- [Selected extract]:
So my final session began, influenced by the Incel Plymouth shooter, not with ‘yes we know it’s not all men!’ to, actually, ‘we don’t really know that it’s not all men’. If you really are not one of those men, you have to step up and be counted, you have to advocate for us and be anti-sexist, just like we have to be anti-racist. I know there were men (and probably women) in the audience who were thinking that I was ‘off on one’. But there could be no denying some of the language and vocabulary that originated with Incel and extreme right-wing sites, has been used by some of our students. We have to call it out for what it is, it’s insidious and pervasive: the entitlement, the hatred, the violence so many men have demonstrated for women is scary and we must address it. We must, because no one else is.

Reading the statement by Sarah Everard’s mother was heart-rending. When does it end? Why does society see this as acceptable? Why aren’t there more men fighting this with us?

  1. Women are taught to avoid rape, rather than men being told not to rape. We must carry our keys outwards, don’t be out alone, run alone, exercise alone, be home alone, wear short skirts – or it’s ‘our’ fault if we are raped and killed. Know the law as to when and where a policeman can arrest you.
  2. If a policeman wants to arrest you, call 999 to check he’s a policeman or flag down a bus, or refuse to comply.

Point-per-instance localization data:
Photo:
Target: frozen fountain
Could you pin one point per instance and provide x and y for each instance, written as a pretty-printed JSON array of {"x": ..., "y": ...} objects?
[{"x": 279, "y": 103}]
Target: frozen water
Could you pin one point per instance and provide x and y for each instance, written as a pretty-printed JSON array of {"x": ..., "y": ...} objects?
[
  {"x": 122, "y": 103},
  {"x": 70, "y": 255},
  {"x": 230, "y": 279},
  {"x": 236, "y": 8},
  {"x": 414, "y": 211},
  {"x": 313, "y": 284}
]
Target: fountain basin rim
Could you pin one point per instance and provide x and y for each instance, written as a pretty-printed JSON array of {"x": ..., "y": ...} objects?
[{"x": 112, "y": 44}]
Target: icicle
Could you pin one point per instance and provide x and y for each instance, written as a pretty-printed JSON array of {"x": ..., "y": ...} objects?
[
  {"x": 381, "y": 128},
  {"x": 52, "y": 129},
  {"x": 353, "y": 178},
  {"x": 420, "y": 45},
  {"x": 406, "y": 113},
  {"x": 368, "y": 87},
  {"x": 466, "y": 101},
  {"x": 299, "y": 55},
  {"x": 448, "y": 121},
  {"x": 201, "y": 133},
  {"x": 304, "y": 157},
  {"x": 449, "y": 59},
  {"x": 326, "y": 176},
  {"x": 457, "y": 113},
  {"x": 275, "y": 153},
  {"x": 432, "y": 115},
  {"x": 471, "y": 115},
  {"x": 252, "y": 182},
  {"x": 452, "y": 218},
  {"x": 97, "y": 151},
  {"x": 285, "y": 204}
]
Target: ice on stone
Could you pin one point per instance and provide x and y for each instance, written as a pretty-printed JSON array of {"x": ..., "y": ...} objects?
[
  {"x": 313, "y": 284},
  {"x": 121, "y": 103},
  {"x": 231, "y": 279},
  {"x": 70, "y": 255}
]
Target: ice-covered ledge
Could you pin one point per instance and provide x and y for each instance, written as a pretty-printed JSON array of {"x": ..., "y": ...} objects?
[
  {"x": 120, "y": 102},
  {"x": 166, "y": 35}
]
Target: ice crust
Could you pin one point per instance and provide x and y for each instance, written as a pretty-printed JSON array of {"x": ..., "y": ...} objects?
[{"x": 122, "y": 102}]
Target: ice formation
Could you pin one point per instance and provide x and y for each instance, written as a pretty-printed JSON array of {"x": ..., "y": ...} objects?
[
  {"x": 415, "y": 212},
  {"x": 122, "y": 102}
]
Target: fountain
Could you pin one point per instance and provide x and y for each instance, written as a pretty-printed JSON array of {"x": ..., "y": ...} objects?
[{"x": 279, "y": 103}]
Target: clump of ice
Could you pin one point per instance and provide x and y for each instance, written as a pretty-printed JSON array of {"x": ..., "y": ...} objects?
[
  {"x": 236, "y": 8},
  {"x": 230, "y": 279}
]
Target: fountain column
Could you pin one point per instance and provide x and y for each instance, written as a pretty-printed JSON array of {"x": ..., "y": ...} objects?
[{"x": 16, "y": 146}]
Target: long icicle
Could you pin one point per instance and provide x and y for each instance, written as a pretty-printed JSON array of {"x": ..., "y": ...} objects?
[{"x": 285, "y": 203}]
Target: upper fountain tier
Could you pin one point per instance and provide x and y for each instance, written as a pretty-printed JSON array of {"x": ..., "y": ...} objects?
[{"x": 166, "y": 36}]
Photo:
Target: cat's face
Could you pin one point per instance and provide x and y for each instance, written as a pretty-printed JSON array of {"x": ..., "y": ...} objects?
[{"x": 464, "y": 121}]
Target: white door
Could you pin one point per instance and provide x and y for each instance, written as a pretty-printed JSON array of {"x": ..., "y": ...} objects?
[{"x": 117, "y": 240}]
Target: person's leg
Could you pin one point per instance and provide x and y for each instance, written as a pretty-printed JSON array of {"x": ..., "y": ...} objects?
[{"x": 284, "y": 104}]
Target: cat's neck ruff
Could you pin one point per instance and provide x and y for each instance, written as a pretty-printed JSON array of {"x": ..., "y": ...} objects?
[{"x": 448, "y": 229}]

--

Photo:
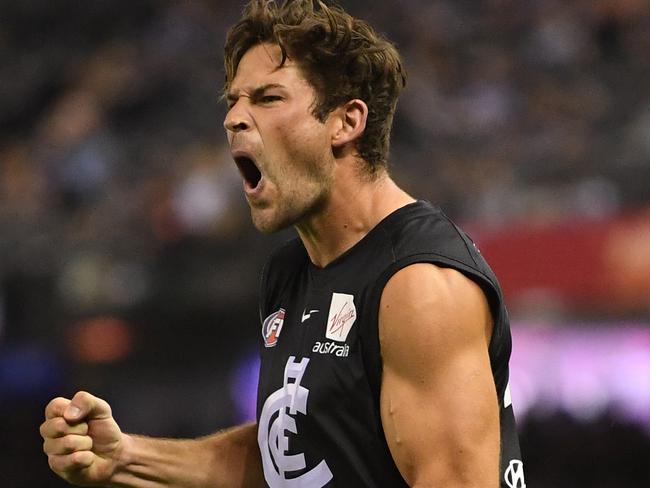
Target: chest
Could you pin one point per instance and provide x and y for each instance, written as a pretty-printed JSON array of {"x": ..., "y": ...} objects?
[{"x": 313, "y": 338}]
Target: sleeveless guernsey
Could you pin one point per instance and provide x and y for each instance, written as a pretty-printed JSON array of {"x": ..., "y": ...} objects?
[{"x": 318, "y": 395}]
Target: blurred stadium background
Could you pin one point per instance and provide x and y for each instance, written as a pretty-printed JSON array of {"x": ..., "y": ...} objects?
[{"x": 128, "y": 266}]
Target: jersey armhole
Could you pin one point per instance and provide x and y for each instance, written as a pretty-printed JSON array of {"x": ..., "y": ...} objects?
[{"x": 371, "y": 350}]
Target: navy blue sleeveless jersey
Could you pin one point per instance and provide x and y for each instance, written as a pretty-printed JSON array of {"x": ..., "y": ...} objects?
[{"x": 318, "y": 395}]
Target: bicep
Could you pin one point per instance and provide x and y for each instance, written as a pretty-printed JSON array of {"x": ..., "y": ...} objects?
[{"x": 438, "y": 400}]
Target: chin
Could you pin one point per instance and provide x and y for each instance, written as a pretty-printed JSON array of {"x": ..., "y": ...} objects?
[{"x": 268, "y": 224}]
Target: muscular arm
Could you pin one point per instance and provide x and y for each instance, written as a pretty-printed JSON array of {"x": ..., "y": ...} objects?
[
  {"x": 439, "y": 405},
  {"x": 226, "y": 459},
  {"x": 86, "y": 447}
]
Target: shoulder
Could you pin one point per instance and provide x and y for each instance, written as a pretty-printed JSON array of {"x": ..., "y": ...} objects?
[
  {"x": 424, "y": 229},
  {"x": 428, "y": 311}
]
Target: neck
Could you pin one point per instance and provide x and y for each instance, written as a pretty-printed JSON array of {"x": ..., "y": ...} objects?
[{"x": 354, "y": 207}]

- [What to work on]:
1/ In the extract on sexism and violence against women, what influenced how the writer's final session began?
2/ List every option the extract on sexism and violence against women gives for when a policeman wants to arrest you.
3/ From the extract on sexism and violence against women, return the passage that starts with the words "1. Women are" and ends with "can arrest you.".

- [Answers by item number]:
1/ The Incel Plymouth shooter.

2/ Call 999 to check he's a policeman; flag down a bus; refuse to comply.

3/
1. Women are taught to avoid rape, rather than men being told not to rape. We must carry our keys outwards, don’t be out alone, run alone, exercise alone, be home alone, wear short skirts – or it’s ‘our’ fault if we are raped and killed. Know the law as to when and where a policeman can arrest you.